Перепишите часть текста о Хрущеве и Берлине, начиная с фрагмента со словами «Несколько дней спустя» и заканчивая словами «может подождать еще.», заменив в ней «стеной» на «забором».

* **Исходный текст**
┌──
С самой инаугурации Кеннеди старался избегать этой темы. Еще в феврале Томпсон предупреждал, что, если по германскому вопросу «не будет достигнут прогресс», Хрущев, весьма вероятно, «пойдет на подписание сепаратного мирного договора», после чего, вполне возможно, ГДР попытается «затянуть удавку на шее» у Западного Берлина. Чтобы избежать этого, необходимо «проявить активность по германскому вопросу, дав понять, что реальный прогресс может быть достигнут после выборов в Германии»40. Однако президент отказался от этого плана и проинструктировал Томпсона не упоминать о Берлине в Новосибирске. Хрущев, сухо замечает Томпсон, сумел сдержаться лишь потому, что к этому времени уже потерял надежду выдоить молоко из камня: «…Хрущев заметил, что я не упомянул германский вопрос, который он хотел бы обсудить. Он сказал, что СССР высказал свою позицию в меморандуме к Аденауэру… Сказал, что детально объяснил свою позицию президенту Эйзенхауэру… Сказал, что ему очень хотелось бы, чтобы президент Кеннеди с пониманием отнесся к советской позиции по германскому вопросу»41.

На это Томпсон смог ответить лишь, что президент «пересматривает нашу политику в Германии и хотел бы обсудить ее с Аденауэром и другими союзниками, прежде чем приходить к каким-то выводам». Однако он не предвидит «больших перемен» с американской стороны. Он предупредил Хрущева, что, «если что-либо способно заставить нас увеличить расходы на вооружение в той мере, как это было во время Корейской войны, — это убежденность, что Советы хотят выдавить нас из Берлина…»42.

Несколько дней спустя Томпсон предупреждал своих боссов: «Все мои коллеги-дипломаты… полагают, что, если не начать переговоры, Хрущев подпишет сепаратный мирный договор с Восточной Германией, что вызовет кризис в вопросе о Берлине»43. Он предположил даже, что Восточный Берлин будет отгорожен стеной, «дабы прекратить поток беженцев, с которым они не могут мириться». Но обе стороны не обращали внимания на его предупреждения. Заботясь о своем престиже, Хрущев не думал о престиже Кеннеди. Кеннеди же полагал, что раз Хрущев ждет уже три года — может подождать еще.
└──
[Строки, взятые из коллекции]
┌──
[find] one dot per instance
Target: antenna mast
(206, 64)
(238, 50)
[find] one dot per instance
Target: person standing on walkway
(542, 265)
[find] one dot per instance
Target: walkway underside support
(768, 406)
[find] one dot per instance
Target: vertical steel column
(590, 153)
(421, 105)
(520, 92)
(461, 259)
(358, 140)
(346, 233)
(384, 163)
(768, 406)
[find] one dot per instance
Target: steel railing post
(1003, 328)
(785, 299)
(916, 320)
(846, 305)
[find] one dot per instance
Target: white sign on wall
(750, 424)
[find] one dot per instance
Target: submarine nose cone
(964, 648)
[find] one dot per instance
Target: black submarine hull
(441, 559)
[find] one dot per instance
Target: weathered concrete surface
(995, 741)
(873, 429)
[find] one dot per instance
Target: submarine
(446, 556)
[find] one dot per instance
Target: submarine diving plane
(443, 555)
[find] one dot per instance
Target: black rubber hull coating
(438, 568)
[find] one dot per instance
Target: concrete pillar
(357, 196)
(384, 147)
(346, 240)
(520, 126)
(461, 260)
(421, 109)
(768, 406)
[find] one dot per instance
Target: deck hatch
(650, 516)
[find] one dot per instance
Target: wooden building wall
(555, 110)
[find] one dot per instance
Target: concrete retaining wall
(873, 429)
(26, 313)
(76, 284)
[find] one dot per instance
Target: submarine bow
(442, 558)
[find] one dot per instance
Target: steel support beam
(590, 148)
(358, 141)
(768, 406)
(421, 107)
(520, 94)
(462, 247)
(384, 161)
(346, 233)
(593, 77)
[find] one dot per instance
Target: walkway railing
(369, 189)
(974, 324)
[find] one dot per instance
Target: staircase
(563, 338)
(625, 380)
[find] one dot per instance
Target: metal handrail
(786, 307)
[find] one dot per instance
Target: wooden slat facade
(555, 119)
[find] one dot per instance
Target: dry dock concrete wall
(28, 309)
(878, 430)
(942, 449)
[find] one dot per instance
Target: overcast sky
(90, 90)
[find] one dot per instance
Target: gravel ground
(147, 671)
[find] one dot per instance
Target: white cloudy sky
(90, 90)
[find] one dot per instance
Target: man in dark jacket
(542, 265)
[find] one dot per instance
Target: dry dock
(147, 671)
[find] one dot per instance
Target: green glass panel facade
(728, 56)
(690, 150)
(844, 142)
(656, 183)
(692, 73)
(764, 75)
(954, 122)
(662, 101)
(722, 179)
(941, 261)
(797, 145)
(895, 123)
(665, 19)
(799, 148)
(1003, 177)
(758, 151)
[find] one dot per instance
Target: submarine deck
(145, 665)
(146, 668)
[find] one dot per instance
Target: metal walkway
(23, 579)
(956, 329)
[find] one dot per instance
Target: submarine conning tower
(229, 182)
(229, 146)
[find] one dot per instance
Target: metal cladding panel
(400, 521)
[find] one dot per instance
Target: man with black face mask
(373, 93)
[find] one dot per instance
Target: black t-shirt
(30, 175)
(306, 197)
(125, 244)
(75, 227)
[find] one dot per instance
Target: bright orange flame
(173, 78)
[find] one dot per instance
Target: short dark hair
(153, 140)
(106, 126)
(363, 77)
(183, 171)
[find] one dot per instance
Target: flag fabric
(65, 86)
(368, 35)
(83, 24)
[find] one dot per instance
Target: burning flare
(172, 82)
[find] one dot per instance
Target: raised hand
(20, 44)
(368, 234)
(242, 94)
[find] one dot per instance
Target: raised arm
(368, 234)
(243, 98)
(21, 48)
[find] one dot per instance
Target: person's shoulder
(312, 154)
└──
* **Поле ответа**
Несколько дней спустя Томпсон предупреждал своих боссов: «Все мои коллеги-дипломаты… полагают, что, если не начать переговоры, Хрущев подпишет сепаратный мирный договор с Восточной Германией, что вызовет кризис в вопросе о Берлине»43. Он предположил даже, что Восточный Берлин будет отгорожен забором, «дабы прекратить поток беженцев, с которым они не могут мириться». Но обе стороны не обращали внимания на его предупреждения. Заботясь о своем престиже, Хрущев не думал о престиже Кеннеди. Кеннеди же полагал, что раз Хрущев ждет уже три года — может подождать еще.